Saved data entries
=-=-=-=-=

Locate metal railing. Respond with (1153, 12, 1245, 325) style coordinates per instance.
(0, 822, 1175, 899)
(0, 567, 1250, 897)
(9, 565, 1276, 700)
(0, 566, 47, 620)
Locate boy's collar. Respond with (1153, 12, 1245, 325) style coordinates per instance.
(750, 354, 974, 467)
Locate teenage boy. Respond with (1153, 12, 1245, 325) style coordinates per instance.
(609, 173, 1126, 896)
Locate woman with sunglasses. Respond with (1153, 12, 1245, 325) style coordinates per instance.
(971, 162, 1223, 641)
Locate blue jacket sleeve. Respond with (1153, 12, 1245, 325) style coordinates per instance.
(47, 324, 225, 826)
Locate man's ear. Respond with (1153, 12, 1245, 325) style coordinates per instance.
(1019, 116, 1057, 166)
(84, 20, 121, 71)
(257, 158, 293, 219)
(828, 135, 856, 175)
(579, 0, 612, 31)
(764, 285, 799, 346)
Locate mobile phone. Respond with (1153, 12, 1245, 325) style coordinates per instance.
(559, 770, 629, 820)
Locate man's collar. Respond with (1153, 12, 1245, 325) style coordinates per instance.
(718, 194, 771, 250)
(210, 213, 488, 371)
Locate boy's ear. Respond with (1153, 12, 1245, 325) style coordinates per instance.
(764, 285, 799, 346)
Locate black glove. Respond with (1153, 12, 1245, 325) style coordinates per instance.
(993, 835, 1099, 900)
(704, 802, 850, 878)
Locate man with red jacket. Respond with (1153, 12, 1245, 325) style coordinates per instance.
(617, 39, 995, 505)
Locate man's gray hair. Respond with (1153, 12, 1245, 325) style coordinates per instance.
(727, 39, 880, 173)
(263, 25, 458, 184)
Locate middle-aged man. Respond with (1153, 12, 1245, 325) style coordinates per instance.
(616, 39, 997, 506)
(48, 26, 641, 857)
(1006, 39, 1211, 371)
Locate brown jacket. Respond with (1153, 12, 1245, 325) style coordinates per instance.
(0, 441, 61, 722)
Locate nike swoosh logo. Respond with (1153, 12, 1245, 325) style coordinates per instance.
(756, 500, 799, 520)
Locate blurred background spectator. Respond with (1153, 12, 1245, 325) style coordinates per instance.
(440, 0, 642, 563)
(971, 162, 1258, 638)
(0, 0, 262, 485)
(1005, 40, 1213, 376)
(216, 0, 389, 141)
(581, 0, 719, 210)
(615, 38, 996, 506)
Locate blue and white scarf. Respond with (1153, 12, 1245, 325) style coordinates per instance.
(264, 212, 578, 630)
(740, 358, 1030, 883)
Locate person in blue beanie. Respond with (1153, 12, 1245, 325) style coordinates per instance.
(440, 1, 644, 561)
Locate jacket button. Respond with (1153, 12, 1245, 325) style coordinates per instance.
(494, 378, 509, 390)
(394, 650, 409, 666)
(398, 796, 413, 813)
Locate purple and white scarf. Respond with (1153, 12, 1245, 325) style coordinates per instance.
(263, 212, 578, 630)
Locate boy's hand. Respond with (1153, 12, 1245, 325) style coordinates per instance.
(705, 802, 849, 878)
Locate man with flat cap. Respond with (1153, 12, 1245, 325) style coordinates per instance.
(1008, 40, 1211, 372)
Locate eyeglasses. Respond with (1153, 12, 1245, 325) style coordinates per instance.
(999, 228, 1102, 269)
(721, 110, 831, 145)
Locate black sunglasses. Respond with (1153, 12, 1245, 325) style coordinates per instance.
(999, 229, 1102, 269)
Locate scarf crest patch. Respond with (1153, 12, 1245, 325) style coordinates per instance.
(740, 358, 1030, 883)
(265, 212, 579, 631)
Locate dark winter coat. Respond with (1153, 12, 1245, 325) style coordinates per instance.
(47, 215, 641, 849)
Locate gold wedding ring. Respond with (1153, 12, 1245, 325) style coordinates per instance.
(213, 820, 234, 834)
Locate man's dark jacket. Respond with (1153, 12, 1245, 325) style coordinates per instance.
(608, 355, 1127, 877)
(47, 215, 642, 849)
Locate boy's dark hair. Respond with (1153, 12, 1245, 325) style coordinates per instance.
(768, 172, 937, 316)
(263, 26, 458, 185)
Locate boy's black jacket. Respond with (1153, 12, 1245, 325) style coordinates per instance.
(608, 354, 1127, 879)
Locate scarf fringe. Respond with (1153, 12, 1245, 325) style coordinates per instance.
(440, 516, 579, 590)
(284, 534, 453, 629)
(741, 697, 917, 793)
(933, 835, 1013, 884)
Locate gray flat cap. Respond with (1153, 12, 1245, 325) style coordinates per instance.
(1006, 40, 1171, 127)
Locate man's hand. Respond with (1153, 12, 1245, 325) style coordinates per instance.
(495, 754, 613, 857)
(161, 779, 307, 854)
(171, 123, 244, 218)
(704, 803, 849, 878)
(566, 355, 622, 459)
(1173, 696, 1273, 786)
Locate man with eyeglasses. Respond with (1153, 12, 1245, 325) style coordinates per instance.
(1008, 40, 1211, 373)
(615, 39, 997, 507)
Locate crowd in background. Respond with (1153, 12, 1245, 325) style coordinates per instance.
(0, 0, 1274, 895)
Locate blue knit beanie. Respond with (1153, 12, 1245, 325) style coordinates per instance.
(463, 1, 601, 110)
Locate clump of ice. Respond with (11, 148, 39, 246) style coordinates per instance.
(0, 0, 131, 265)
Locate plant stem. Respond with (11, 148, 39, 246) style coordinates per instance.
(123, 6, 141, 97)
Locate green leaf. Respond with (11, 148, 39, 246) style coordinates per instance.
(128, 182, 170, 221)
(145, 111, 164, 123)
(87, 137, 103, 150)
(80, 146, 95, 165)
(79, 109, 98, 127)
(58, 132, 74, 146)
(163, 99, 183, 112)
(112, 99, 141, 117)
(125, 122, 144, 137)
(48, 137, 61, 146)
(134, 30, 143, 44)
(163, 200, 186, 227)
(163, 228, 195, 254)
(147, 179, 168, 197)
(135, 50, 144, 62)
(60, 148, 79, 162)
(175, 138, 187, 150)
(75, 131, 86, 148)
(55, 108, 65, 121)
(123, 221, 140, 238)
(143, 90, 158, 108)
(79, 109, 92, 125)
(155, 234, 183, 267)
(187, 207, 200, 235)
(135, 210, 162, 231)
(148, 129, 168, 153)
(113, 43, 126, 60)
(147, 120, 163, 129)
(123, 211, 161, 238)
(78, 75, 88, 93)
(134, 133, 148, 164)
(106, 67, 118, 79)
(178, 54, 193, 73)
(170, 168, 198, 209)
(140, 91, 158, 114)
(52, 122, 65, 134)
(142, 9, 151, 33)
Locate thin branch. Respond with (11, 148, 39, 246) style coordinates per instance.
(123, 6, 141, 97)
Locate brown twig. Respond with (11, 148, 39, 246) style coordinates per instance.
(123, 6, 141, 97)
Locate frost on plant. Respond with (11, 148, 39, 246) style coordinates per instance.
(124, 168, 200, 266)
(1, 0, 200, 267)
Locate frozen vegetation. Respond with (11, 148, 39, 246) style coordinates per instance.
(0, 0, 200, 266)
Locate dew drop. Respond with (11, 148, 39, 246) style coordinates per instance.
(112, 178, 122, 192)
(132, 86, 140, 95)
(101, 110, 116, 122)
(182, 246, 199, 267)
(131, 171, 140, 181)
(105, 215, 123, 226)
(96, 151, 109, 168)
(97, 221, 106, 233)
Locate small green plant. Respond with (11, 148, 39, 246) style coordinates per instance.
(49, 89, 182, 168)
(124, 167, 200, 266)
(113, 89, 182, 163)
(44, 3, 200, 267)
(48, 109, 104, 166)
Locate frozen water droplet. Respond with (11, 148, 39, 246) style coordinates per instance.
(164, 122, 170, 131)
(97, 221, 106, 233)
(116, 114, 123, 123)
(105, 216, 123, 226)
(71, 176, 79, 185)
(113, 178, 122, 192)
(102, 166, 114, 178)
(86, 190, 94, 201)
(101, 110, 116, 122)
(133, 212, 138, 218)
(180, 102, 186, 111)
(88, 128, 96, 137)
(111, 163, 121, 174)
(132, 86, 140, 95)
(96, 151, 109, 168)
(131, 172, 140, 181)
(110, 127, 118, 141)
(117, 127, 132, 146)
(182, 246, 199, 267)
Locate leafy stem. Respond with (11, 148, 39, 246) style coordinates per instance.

=-=-=-=-=

# TASK REQUIREMENTS
Only the lines from the one holding "Locate frozen water" to the end of the entries above belong in the answer, each copied exactly.

# TASK RESULT
Locate frozen water droplet. Respond with (11, 148, 39, 246) style coordinates per instance.
(164, 122, 170, 131)
(97, 221, 106, 233)
(116, 114, 123, 123)
(105, 216, 123, 226)
(71, 176, 79, 185)
(113, 178, 122, 192)
(102, 166, 114, 178)
(86, 190, 94, 201)
(101, 110, 116, 122)
(133, 212, 138, 218)
(180, 102, 186, 111)
(88, 128, 96, 137)
(111, 163, 121, 174)
(132, 86, 140, 95)
(96, 151, 109, 168)
(131, 172, 140, 181)
(110, 127, 118, 141)
(117, 127, 132, 146)
(182, 246, 199, 267)
Locate leafy stem. Respond with (11, 148, 39, 246) style coordinates per instance.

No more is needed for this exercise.